Task requirements —
A) Duplicate everything from "Fresh Strawberry Donuts" down to "them utterly irresistible." in the donut post below.
B) How many lines of the entries below contain the word "window"? Give only the number.

Text shown —
______________________________

My favorite yeast donuts: 3 Ways
Fruit-glazed, twisted, and cream-filled.
It’s no surprise that I make a lot of treats in my house, but I don’t think anything has ever brought the family running to the kitchen faster than when I announced “Fresh Donuts!” Once reserved for early Saturday morning soccer games and after church socials, homemade donuts can turn any day into a celebration of sugary, fried dough.
I try to limit my recipes to as few “pain points” as possible. But if you are new to working with yeast and/or deep frying, then you might find the idea of homemade donuts overwhelming.
Fear no more - that’s what we are here to talk about today! Working with my basic yeast donut recipe, I have three different variations for you to try that all use the same base. Review the past posts all about yeast, grab yourself a deep-fry or probe thermometer, and get to work on these pillowy puffs of fried dough.
Fresh Strawberry Donuts
These have a classic donut shape with a vibrant pink frosting. Ripe strawberries are blended then slightly cooked until syrupy. Mix with confectioners’ sugar to form a thick glaze for dipping. Perfect for summertime!
Boston Cream Donuts
I love pastry cream so much, and these Boston Cream donuts combine many of my favorite things. Real vanilla bean freckles the luscious cream filling while the glossy chocolate glaze makes them utterly irresistible.
These donuts are so delightful! Crisp on the outside, soft in the middle.

______________________________

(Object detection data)
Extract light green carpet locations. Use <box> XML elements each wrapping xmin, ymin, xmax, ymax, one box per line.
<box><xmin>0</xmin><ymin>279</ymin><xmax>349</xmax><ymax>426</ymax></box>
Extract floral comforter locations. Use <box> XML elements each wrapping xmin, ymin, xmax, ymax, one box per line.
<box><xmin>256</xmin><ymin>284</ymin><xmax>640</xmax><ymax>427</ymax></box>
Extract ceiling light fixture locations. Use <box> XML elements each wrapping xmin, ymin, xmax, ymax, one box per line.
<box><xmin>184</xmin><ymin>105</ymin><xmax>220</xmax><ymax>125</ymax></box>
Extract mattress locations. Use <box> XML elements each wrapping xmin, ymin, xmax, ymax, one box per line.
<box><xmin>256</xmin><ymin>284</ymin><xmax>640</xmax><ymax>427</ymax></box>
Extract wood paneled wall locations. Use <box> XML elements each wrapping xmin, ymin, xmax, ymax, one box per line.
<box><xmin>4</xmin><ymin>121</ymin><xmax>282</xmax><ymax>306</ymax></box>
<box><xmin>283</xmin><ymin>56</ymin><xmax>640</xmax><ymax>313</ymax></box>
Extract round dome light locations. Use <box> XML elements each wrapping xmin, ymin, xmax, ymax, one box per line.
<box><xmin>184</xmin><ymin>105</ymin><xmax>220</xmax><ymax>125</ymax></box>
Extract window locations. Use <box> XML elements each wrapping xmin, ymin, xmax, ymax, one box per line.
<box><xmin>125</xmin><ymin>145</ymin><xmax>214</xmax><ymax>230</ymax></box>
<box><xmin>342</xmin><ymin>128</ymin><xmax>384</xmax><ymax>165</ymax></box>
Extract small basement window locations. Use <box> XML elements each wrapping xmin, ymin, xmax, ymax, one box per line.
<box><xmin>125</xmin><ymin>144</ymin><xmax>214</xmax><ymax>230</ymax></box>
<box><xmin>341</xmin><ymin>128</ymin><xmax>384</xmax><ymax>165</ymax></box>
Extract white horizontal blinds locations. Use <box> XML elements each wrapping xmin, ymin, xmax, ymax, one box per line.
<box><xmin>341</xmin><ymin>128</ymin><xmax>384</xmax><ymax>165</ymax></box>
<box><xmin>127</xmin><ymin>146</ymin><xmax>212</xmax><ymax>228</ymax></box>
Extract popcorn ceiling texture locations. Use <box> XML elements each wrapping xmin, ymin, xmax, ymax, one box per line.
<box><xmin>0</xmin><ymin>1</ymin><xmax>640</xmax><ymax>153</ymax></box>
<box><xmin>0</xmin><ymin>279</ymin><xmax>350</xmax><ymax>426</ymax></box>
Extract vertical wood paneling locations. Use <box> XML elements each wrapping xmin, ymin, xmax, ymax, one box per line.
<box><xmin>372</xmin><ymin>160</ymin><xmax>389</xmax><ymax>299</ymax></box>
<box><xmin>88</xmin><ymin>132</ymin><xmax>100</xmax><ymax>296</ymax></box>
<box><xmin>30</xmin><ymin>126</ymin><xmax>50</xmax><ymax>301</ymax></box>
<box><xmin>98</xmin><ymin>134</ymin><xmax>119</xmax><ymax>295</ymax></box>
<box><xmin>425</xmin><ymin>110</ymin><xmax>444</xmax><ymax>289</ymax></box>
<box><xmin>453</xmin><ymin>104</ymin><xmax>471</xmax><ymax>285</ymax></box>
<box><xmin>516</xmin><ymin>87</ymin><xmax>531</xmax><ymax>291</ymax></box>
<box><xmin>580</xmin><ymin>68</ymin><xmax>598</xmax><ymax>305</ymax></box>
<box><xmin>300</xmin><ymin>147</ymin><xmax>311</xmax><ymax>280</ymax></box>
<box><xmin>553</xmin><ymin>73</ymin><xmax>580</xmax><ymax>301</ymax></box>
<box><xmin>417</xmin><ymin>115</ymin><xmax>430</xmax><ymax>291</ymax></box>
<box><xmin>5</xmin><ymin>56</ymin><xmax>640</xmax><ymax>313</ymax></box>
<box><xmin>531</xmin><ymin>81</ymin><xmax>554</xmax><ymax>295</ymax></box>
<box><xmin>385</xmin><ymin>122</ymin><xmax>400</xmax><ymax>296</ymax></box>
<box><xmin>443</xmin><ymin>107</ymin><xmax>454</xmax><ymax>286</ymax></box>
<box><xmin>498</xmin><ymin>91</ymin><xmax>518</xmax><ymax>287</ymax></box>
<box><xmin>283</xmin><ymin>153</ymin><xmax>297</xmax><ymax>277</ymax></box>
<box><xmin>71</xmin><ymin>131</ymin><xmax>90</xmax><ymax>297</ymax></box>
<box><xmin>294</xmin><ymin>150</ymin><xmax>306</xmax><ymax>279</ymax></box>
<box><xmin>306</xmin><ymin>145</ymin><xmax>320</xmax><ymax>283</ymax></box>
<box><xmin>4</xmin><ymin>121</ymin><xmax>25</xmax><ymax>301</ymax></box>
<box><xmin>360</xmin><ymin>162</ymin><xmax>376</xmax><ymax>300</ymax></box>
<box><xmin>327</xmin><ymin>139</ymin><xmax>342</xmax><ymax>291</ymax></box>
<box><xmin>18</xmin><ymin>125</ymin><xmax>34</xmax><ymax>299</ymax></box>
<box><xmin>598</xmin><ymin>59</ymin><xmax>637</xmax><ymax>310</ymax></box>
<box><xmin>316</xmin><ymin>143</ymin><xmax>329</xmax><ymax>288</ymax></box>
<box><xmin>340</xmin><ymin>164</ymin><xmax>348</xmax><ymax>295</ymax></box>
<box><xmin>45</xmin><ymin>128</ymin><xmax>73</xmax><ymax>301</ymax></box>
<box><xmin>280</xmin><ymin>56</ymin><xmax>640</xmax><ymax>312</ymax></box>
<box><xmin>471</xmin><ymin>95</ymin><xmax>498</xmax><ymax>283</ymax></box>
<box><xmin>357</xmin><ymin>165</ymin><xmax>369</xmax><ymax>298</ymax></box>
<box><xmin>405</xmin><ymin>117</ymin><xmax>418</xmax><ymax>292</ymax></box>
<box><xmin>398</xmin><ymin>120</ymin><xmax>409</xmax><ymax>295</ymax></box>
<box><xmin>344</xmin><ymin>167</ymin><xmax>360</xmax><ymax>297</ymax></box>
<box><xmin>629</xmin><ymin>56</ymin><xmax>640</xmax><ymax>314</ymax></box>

______________________________

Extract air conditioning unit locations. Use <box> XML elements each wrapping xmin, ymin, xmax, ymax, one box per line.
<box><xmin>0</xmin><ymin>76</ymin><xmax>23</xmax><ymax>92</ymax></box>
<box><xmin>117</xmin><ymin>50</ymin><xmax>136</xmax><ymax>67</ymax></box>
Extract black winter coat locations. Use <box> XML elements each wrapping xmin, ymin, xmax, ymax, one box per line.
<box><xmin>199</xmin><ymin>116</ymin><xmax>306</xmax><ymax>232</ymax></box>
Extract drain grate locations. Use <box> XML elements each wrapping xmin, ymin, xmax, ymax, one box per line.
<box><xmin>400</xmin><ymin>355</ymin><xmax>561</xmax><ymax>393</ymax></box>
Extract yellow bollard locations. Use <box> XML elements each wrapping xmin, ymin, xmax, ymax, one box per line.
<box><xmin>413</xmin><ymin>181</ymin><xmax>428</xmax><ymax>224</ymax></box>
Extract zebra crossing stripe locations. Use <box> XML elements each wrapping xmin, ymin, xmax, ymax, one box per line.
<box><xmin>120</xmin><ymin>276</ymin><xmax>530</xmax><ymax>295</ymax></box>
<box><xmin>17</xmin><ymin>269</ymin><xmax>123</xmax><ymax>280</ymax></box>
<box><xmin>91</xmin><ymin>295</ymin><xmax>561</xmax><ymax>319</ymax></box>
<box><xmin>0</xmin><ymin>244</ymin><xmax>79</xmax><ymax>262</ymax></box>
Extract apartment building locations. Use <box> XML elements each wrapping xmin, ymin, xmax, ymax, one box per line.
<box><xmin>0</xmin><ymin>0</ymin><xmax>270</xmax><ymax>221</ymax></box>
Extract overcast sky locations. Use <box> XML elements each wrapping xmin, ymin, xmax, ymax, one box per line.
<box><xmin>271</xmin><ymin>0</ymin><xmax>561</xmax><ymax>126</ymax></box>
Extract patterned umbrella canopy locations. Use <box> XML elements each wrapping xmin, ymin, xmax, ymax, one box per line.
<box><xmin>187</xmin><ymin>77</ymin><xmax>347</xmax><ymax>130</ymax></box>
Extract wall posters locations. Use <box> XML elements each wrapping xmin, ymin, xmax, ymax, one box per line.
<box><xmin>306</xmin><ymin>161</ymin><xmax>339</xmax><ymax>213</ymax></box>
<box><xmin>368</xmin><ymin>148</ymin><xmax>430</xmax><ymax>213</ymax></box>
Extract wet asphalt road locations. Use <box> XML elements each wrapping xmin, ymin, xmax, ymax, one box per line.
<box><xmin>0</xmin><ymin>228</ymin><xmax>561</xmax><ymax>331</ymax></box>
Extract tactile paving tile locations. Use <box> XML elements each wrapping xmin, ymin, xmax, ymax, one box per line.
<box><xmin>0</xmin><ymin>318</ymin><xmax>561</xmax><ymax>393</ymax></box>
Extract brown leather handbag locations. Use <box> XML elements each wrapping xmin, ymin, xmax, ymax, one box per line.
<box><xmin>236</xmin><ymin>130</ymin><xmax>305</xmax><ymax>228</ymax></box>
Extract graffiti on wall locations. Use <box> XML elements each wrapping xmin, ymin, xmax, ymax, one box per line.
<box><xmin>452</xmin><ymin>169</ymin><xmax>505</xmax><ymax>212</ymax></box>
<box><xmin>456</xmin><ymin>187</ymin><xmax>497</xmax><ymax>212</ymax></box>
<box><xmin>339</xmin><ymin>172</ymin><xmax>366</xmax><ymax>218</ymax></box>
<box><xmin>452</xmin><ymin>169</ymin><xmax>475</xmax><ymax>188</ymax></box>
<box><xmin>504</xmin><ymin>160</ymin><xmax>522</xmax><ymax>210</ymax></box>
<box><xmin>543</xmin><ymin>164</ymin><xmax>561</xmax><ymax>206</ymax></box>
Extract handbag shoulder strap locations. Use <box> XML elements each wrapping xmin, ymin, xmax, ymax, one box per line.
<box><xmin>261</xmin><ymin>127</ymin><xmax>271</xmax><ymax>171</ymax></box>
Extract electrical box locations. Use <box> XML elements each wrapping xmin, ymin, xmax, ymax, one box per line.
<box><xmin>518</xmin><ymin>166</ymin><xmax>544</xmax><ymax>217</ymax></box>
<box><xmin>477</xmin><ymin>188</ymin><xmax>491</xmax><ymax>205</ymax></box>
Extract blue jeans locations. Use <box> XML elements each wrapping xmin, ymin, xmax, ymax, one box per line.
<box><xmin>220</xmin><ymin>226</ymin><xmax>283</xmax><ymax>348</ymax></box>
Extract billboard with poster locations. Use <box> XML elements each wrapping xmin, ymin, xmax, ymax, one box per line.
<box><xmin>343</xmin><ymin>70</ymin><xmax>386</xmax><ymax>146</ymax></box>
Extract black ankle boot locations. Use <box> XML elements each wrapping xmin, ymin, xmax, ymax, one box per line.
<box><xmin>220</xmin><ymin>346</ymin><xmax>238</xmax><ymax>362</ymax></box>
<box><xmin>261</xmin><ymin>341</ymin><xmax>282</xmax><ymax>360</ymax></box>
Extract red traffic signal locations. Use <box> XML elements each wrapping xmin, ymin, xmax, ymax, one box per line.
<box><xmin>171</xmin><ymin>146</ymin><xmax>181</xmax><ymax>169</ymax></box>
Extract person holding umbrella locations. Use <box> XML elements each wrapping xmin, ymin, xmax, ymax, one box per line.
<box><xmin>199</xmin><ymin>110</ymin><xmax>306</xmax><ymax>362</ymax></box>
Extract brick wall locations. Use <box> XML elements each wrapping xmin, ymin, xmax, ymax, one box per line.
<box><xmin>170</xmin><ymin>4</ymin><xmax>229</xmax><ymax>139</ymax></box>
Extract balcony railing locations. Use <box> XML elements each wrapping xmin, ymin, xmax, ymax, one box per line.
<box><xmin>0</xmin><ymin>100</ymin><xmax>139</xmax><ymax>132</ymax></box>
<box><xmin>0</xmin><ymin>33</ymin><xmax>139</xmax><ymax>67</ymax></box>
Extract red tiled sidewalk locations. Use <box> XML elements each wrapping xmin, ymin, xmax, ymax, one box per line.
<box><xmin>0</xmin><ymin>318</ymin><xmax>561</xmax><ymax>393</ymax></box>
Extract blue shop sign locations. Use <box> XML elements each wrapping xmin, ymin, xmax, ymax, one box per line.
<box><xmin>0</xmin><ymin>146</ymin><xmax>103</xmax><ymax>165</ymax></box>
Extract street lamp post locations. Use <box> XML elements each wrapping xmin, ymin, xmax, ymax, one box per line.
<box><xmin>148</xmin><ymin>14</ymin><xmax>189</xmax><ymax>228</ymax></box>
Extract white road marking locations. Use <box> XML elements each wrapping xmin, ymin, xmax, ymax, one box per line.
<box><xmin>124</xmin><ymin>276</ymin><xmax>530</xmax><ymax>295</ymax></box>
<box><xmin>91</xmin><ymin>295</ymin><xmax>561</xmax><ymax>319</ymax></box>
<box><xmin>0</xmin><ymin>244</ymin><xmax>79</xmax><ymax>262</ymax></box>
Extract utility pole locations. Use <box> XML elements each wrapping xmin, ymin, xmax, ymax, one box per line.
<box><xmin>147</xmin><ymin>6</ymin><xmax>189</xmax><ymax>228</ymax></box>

______________________________

Task-by-task results —
A)
Fresh Strawberry Donuts
These have a classic donut shape with a vibrant pink frosting. Ripe strawberries are blended then slightly cooked until syrupy. Mix with confectioners’ sugar to form a thick glaze for dipping. Perfect for summertime!
Boston Cream Donuts
I love pastry cream so much, and these Boston Cream donuts combine many of my favorite things. Real vanilla bean freckles the luscious cream filling while the glossy chocolate glaze makes them utterly irresistible.

B) 2